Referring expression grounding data
○ ○ ○ ○

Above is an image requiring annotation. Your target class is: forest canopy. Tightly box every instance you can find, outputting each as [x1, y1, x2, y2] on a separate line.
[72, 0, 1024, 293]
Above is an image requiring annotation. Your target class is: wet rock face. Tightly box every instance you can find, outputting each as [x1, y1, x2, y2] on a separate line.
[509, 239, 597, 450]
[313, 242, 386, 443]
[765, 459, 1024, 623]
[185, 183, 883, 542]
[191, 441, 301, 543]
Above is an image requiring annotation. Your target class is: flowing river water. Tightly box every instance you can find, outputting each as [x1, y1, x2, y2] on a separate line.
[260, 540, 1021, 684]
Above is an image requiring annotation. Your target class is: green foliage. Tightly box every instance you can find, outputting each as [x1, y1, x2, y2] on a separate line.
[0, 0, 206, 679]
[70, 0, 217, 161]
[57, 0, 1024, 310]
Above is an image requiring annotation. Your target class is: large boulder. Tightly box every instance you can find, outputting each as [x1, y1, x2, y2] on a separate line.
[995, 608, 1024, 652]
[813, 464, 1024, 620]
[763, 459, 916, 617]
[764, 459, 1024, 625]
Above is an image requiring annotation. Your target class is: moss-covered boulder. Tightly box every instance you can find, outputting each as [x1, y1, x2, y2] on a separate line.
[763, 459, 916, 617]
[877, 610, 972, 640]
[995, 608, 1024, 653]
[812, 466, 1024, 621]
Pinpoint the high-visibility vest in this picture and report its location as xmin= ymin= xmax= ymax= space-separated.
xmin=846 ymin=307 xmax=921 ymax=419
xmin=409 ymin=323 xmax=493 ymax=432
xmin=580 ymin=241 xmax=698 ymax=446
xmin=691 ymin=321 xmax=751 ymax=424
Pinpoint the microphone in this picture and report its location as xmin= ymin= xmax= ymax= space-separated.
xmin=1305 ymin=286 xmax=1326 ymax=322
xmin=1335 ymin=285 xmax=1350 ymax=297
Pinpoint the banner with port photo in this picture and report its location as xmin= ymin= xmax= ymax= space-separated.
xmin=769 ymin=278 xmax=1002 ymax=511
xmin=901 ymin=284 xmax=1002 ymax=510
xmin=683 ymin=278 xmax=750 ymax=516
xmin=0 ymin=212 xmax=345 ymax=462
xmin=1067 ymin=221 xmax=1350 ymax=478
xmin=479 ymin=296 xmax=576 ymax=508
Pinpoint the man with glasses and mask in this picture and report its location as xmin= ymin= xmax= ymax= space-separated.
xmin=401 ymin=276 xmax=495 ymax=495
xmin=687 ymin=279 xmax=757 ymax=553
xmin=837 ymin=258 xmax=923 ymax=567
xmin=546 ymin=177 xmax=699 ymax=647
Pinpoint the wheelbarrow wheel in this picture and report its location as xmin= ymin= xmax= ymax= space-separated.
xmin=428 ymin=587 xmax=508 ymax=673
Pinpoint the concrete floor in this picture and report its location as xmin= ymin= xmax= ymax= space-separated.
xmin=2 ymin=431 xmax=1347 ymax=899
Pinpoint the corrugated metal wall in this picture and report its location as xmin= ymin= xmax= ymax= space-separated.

○ ○ ○ ○

=== The problem ===
All of the records must be retyped exactly as they are.

=== Task solution ===
Above is an image requiring annotation. Your target class is: forest canopy. Tightly box every instance you can find, outputting each as [x1, y1, x2, y2] on a separate line.
[72, 0, 1024, 293]
Above is an image requiring annotation. Your target class is: wet rock face. Tightly box every instance you can find, outputting each as [x1, y1, x2, y2] on a separate line.
[509, 239, 597, 450]
[313, 242, 386, 443]
[765, 459, 1024, 623]
[185, 183, 883, 542]
[191, 441, 301, 543]
Above is an image requiring annotation. Your target class is: flowing river water. Tightly box every instance you can find, outputting each as [x1, y1, x2, y2] on a separate line.
[260, 540, 1021, 684]
Above is an image requiring annotation. Your target class is: green foliage. Tightly box every instance you can find, outputting each as [x1, y1, x2, y2] on a separate line.
[0, 0, 206, 679]
[70, 0, 217, 161]
[57, 0, 1024, 310]
Above is an image requiring annotation. Your target class is: large boulder. Tightly box every instance you can find, outputting each as [x1, y1, x2, y2] on a separate line.
[995, 608, 1024, 652]
[813, 464, 1024, 620]
[763, 459, 916, 617]
[764, 459, 1024, 625]
Above is an image requiring annotation. Your target class is: moss-covered boulder. Tightly box every instance you can find, outputting each as [x1, y1, x2, y2] on a separate line.
[763, 459, 916, 617]
[877, 610, 972, 640]
[995, 608, 1024, 653]
[812, 466, 1024, 621]
Pinpoint the high-visibility vest in this picture and report its location as xmin= ymin= xmax= ymax= space-separated.
xmin=846 ymin=307 xmax=921 ymax=419
xmin=409 ymin=323 xmax=493 ymax=432
xmin=580 ymin=241 xmax=698 ymax=446
xmin=691 ymin=321 xmax=751 ymax=424
Pinpoint the microphone in this picture and report its location as xmin= ymin= xmax= ymax= space-separated.
xmin=1305 ymin=286 xmax=1326 ymax=322
xmin=1335 ymin=285 xmax=1350 ymax=297
Pinpoint the banner with port photo in this picture and report its location as xmin= ymin= xmax= ymax= space-separated.
xmin=769 ymin=278 xmax=1002 ymax=511
xmin=901 ymin=284 xmax=1002 ymax=510
xmin=683 ymin=278 xmax=750 ymax=516
xmin=0 ymin=212 xmax=345 ymax=462
xmin=1067 ymin=221 xmax=1350 ymax=478
xmin=479 ymin=296 xmax=576 ymax=508
Pinpoint the man with glasses and mask in this picture and report its location as xmin= ymin= xmax= ymax= space-separated.
xmin=401 ymin=276 xmax=495 ymax=495
xmin=687 ymin=279 xmax=757 ymax=553
xmin=837 ymin=258 xmax=923 ymax=567
xmin=546 ymin=177 xmax=699 ymax=647
Pinpoint the wheelbarrow wheel in this picture and report its location as xmin= ymin= xmax= ymax= space-separated.
xmin=428 ymin=587 xmax=508 ymax=673
Pinpoint the concrete floor in this picture and report its location as xmin= ymin= xmax= ymax= space-separated.
xmin=2 ymin=431 xmax=1347 ymax=899
Pinpoint the corrugated metal wall in this picture and report its location as xmin= ymin= xmax= ymax= space-separated.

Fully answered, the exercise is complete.